== SELECTED EXCERPT

Govt aims to improve child sex ratio

 The Delhi  government has identified 13 institutions which are likely to be accredited to train ultrasonologists.

The process of identifying institutes with sound infrastructure is still going on.This is being seen as a move to restrict the entry of ultrasonologists without proper training in medical practice, and to clamp down on female foeticide.

The training aims to sensitise doctors with just an MBBS degree to the issue, and tackle the ‘commercial mindset', for improving the sex ratio.

Currently, doctors who have completed a six-month-long course  from an unrecognised institute or have a year’s experience as an assistant to an ultrasonologist can practice as ultrasonologists.

However, with recent amendments in the Pre-Conception and Pre-Natal Diagnostic Techniques (Prohibition of Sex Selection) Act (PC&PNDT Act), 1994, effective from January 2014, this practice will not be allowed. 

Medical Council of India-recognised institutions which offer postgraduate  programmes in Obstetrics or Gynaecology and Radiology or institutions offering full-time residency Diplomate of National Board (DNB) programme in Obstetrics or Gynaecology and Radiology would be accredited as training centres.

The existing registered medical practitioners (RMPs) who practice ultrasound will have to undergo a competency-based exam for renewal of licences. The new system has to come into effect latest by the end of 2016.

====

EXERCISE DETAILS — Can you carry on the news report about Delhi's plan to accredit ultrasonologist training, picking up after its final sentence? The listing that comes next isn't needed for this.

== RECORDS

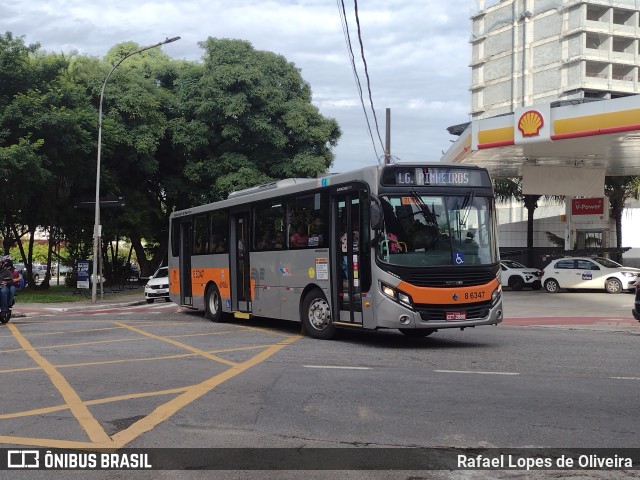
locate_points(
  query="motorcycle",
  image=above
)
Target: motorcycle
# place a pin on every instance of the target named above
(5, 316)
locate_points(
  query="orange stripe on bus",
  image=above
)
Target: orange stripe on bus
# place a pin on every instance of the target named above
(444, 296)
(200, 277)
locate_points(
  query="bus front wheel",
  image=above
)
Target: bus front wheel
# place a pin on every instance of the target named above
(213, 304)
(316, 316)
(417, 332)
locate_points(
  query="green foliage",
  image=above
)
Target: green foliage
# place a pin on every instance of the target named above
(174, 134)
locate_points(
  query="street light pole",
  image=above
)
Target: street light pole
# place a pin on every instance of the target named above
(97, 228)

====

WRITTEN ANSWER —
“We expect that prospective parents to cooperate with the steps by the government and help in curbing the unscrupulous practice of determining the sex of the unborn child. Prospective parents should come forward and bring it to our notice if such wrongdoing is happening. This will help us regulate sex-selective abortions,” said  Dr D K Dewan, director of department of Health and Family Welfare.

Inspections in clinics would also be intensified at both the district-level and state-level. Frequent checks would also help monitor wholesale dealers selling unregistered ultrasound machines.

During 2013-2014, there were 448 inspections. While the registrations of 70 clinics were cancelled, 16 USG machines were sealed, data obtained from the directorate of Health and Family Welfare shows.

West district saw 26 registrations cancelled, followed by 11 in east district at 11. In a recent inspection in west district, a USG machine was recovered from the residence of a doctor who conducted selective sex abortions at home. An FIR was lodged and the licence cancelled. 

A senior programme coordinator of the department said NGOs have also been roped in for better implementation of the amended rules.